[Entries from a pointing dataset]
>> Begin

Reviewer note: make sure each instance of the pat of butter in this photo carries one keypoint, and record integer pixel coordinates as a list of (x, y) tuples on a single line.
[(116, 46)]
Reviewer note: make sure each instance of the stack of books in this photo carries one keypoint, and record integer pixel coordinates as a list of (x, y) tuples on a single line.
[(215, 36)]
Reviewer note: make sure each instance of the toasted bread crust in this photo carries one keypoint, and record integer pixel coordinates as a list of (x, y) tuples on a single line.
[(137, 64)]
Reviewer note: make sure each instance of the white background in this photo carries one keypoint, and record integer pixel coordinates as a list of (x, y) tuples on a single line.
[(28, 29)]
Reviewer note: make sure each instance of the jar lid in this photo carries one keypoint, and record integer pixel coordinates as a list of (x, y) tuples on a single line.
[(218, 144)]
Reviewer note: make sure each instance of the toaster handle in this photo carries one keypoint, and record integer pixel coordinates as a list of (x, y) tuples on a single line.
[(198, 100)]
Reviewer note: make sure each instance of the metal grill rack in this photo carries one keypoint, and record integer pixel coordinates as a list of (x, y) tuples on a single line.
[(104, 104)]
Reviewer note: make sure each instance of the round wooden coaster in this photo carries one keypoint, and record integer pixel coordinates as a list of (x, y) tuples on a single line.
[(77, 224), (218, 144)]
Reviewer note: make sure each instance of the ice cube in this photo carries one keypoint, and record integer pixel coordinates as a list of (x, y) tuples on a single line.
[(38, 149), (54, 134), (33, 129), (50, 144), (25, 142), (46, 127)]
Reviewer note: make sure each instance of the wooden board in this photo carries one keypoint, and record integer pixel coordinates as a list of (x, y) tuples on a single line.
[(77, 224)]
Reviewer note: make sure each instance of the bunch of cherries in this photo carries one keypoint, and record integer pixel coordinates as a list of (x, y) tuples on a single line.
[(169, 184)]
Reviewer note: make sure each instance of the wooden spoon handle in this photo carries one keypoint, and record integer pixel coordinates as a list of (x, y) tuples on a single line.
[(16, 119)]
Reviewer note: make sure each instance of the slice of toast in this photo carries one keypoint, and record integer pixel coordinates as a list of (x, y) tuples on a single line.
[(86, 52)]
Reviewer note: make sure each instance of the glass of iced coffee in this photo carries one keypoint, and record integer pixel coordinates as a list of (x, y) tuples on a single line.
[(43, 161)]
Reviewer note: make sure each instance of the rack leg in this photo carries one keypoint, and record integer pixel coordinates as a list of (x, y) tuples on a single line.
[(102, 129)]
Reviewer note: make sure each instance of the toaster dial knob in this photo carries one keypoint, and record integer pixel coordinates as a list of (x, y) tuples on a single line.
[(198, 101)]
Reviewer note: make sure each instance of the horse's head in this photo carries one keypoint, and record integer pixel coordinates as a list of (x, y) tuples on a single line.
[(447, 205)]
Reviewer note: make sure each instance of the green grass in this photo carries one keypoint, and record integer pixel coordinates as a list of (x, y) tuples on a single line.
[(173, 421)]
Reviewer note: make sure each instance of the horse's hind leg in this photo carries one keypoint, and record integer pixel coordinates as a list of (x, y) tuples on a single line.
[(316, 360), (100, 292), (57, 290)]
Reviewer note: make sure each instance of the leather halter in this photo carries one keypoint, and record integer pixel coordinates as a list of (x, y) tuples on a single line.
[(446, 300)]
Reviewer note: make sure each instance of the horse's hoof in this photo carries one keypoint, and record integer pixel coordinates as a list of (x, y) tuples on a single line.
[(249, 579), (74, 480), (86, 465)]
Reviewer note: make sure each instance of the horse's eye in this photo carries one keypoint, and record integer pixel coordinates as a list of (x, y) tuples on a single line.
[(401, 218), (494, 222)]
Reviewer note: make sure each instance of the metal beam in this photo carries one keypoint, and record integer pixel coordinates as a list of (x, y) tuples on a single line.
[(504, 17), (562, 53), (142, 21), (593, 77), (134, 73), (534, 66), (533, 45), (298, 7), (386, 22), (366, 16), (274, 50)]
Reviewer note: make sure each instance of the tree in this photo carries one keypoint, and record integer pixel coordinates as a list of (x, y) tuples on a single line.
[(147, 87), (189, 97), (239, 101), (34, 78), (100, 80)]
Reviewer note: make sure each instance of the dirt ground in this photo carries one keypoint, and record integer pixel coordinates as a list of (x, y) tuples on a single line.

>> End

■ **Written instruction**
Can you rewrite every entry above, swapping each "Reviewer note" for "Annotator note" and changing nothing else?

■ **Task answer**
Annotator note: make sure each instance of the pat of butter in this photo carries one keypoint, and record integer pixel coordinates as a list of (x, y) tuples on a single line.
[(116, 46)]
Annotator note: make sure each instance of the stack of books in this photo carries one keypoint, and record integer pixel coordinates as a list of (x, y) tuples on a single line.
[(215, 36)]
Annotator note: make sure each instance of the toasted bread crust in this photo carries one keypoint, and record integer pixel coordinates as a list of (x, y) tuples on a single line.
[(137, 64)]
Annotator note: make sure each instance of the white background in this photo carries one keypoint, and record integer pixel coordinates as a list of (x, y) tuples on a single line.
[(28, 29)]
Annotator note: make sure each instance of the jar lid in this photo carries one keypoint, and record integer pixel coordinates as a list of (x, y) tuples on a single line.
[(218, 144)]
Annotator note: make sure each instance of the toaster handle in this photo carries one keypoint, and record integer pixel coordinates as a list of (x, y) tuples on a single line.
[(198, 100)]
Annotator note: make sure each instance of the metal grill rack in this photo carries one keypoint, and record integer pixel coordinates as a list of (x, y) tuples on a single line.
[(104, 104)]
Annotator note: make sure each instance of the round wooden coaster in this photo carries one keypoint, and record integer pixel coordinates as a list of (x, y) tuples on a single line.
[(77, 224), (218, 144)]
Annotator note: make sure each instance of the ice cube in this photo carries one keypoint, and record integer pixel coordinates as a list of (x, y) tuples on a single line.
[(38, 149), (54, 134), (33, 129), (50, 144), (25, 142), (46, 127)]
Annotator note: make sure each instance of the wooden board in this photo carries one keypoint, and record integer pixel coordinates as a list of (x, y) tuples on a single line.
[(77, 224)]
Annotator note: make sure each instance of the bunch of cherries in this photo carries one keypoint, and record integer pixel coordinates as a list of (x, y) tuples on a single line.
[(169, 184)]
Annotator note: make sure each instance of the wooden spoon handle in this photo carries one keypoint, and record integer pixel coordinates as a list of (x, y) tuples on a single line.
[(16, 119)]
Annotator note: make sure each instance of the slice of toast in this photo carries one keypoint, and record integer pixel coordinates as a list of (x, y) tuples on a single line.
[(86, 52)]
Annotator note: make sure each instance of the glass of iced coffee in this photo carries one keypoint, and record integer pixel coordinates as a list of (x, y) tuples on a single line.
[(43, 161)]
Annotator note: make sure each instance of the rack leg in this photo carries one keypoint, and record integer pixel coordinates as a list of (x, y) tuples on a single line.
[(102, 129)]
Annotator note: make sure each instance of the toaster dial knob in this photo carries one keypoint, and record integer pixel coordinates as a list of (x, y) tuples on a single line.
[(198, 101)]
Annotator note: make sure each instance of the horse's head in this photo carries one keypoint, and record integer pixel coordinates as a list of (x, y) tuples on a single line.
[(447, 205)]
Annotator note: make sure each instance of the green grass in this photo carries one keypoint, and record integer pixel coordinates as a list of (x, y) tuples on a single line.
[(173, 421)]
Annotator note: make sure each instance of the horse's hind leg in this photo carries one keypoint, and record integer pixel coordinates as a list of (x, y) tuples on a single line.
[(316, 360), (100, 292), (57, 290)]
Annotator note: make sure each instance of the leather halter in this photo carries one keypoint, and record integer pixel coordinates as a list of (x, y) tuples on a single line.
[(446, 300)]
Annotator note: make sure each instance of the horse's hoof in this photo carries one keypoint, and record integer pixel coordinates as a list of (x, y) tuples on a single line.
[(249, 579), (74, 480), (86, 465)]
Annotator note: make sure each instance of the horse's eye in this photo carries one keypoint, and record integer pixel coordinates as a list of (x, y) tuples on a single line.
[(401, 218), (494, 222)]
Annotator note: make sure each instance of the metal beam in this photo carries one keypoint, and record integer pixel coordinates as a list of (x, y) tuples on a single line.
[(504, 17), (562, 53), (142, 21), (593, 77), (134, 73), (534, 66), (533, 45), (298, 7), (386, 22), (366, 16), (274, 50)]
Annotator note: make sure each instance of the tree in this photo carries one keypoint, and record integer pixel coordinates as a list of (x, y) tuples on a single line.
[(147, 87), (189, 97), (239, 101), (34, 78), (100, 80)]
Annotator note: make sure each instance of the dirt ground in this photo carries one keypoint, and record integer pixel coordinates as a list of (x, y) tuples on a single line.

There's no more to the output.